Trecho do texto ▸
Evangelho XXVIII Domingo do Tempo Comum - Ano B - Mc 10,17-30

Conclusão dos comentários ao Evangelho XXVIII Domingo do Tempo Comum - Ano B

III – Só os pobres de espírito entrarão no reino dos céus
 23 Jesus então olhou ao redor e disse aos discípulos: “Como é difícil para os ricos entrar no Reino de Deus!” 24Os discípulos se admiravam com estas palavras, mas ele disse de novo: “Meus filhos, como é difícil entrar no Reino de Deus! 25É mais fácil um camelo passar pelo buraco de uma agulha do que um rico entrar no Reino de Deus!”
Neste último versículo, Nosso Senhor Se serve de um provérbio utilizado pelos judeus para expressar algo extremamente difícil e quase impossível. Recorre propositalmente a essa comparação na aparência exagerada — “é mais fácil passar o camelo pelo buraco de uma agulha...” — para mostrar a gravidade da “desordem própria dessa paixão, consistente em apegar o coração à terra, endurecê-lo no que diz respeito a Deus e ao próximo, torná-lo insensível às coisas do Céu”.12
Para bem analisar essas palavras de Jesus, é preciso começar por evitar a interpretação errada, segundo a qual todo rico estaria condenado e todo pobre, ao contrário, estaria no caminho certo para a salvação. Pois o Mestre não se refere aqui à riqueza material, mas sim ao desvio que leva o homem a depositar sua confiança nos bens terrenos, antepondo-os aos bens superiores.
Sobre este particular, esclarece Fillion: “Não se trata aqui dos ricos enquanto tais, pois a posse dos bens temporais não é, de si, um estado de pecado nem causa de condenação, embora ofereça sérios perigos. Jesus não exclui de Seu Reino senão aqueles ricos que se apegam às suas riquezas e nelas põem — digamos assim — sua finalidade e todo o seu afeto”.13
Como valer-se da riqueza para alcançar a vida eterna

A finalidade última do homem está no Céu. O dinheiro e as riquezas podem ser apenas meios — efêmeros, instáveis e dispensáveis — para alcançar esse supremo fim. Assim, é legítimo acumular bens e deles usufruir, desde que sejam adquiridos de forma lícita e seu uso esteja subordinado à glória de Deus.

Tarefa curta 1 ▸
Segundo o comentário ao Evangelho, para que os judeus usavam o provérbio do camelo que passa pelo buraco de uma agulha?
Tarefa curta 2 ▸
Prossiga o comentário ao Evangelho a partir da última frase apresentada.

Entradas de dados ▸
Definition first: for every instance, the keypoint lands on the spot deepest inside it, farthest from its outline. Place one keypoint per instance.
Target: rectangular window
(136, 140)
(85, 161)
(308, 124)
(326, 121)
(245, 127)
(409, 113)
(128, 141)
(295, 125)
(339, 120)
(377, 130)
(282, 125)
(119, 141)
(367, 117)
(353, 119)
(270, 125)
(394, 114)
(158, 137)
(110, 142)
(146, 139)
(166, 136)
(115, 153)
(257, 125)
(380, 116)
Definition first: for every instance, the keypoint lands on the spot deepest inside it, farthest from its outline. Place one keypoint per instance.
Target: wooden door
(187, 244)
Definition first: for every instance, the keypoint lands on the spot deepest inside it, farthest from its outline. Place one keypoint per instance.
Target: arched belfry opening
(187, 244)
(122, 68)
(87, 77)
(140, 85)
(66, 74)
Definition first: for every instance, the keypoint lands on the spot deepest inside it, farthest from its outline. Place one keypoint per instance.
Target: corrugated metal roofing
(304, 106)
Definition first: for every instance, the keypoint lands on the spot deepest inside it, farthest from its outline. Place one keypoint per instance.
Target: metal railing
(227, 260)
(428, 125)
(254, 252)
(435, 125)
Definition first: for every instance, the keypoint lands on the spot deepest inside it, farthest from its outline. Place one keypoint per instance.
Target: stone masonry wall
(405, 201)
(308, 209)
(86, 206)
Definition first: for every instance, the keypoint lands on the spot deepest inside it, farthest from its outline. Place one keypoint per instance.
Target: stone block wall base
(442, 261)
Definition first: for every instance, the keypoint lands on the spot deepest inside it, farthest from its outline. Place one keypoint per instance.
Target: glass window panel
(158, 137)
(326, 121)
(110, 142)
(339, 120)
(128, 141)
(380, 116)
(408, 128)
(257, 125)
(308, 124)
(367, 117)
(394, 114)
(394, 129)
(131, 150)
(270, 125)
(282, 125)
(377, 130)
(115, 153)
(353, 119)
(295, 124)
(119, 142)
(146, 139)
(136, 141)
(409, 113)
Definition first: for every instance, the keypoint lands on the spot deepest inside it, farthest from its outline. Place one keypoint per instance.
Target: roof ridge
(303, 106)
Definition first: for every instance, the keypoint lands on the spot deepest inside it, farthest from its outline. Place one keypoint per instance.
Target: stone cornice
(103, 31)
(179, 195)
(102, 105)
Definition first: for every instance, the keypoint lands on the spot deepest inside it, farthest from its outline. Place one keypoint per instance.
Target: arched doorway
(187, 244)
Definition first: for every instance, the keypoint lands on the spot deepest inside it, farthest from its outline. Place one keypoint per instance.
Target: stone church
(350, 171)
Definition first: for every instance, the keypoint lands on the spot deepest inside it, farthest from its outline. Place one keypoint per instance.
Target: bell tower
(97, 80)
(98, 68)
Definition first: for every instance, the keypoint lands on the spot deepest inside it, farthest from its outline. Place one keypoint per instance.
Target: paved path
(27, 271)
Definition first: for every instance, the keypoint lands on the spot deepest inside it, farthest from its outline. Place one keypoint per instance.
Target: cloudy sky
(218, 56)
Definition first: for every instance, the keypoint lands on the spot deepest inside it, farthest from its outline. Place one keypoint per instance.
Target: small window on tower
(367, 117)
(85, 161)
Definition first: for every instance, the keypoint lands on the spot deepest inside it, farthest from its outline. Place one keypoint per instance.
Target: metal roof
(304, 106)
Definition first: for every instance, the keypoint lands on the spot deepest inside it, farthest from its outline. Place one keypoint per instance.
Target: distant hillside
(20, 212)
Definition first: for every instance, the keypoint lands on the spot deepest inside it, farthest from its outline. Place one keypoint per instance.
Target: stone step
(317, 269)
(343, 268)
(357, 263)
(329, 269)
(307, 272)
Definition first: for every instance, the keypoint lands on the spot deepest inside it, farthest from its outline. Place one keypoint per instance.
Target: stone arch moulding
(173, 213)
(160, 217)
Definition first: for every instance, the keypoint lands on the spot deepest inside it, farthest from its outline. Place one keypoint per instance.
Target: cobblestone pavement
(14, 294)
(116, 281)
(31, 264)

Resposta esperada 1 ▸
Para expressar algo extremamente difícil e quase impossível.

Resposta esperada 2 ▸
Nesta linha se insere o comentário feito por São Clemente de Alexandria a esta passagem do Evangelho: “A parábola ensina aos ricos que não devem descuidar-se de sua salvação eterna, como se de antemão dela se desesperassem, não que seja preciso jogar ao mar a riqueza, nem condená-la como insidiosa e inimiga da vida eterna. O que importa é saber qual a maneira de valer-se dela para possuir a vida eterna”.14
Com efeito, quantos reis, príncipes ou simples pessoas abastadas que, administrando o que tinham com inteiro desprendimento, encontram-se hoje no Céu como atesta o catálogo dos santos?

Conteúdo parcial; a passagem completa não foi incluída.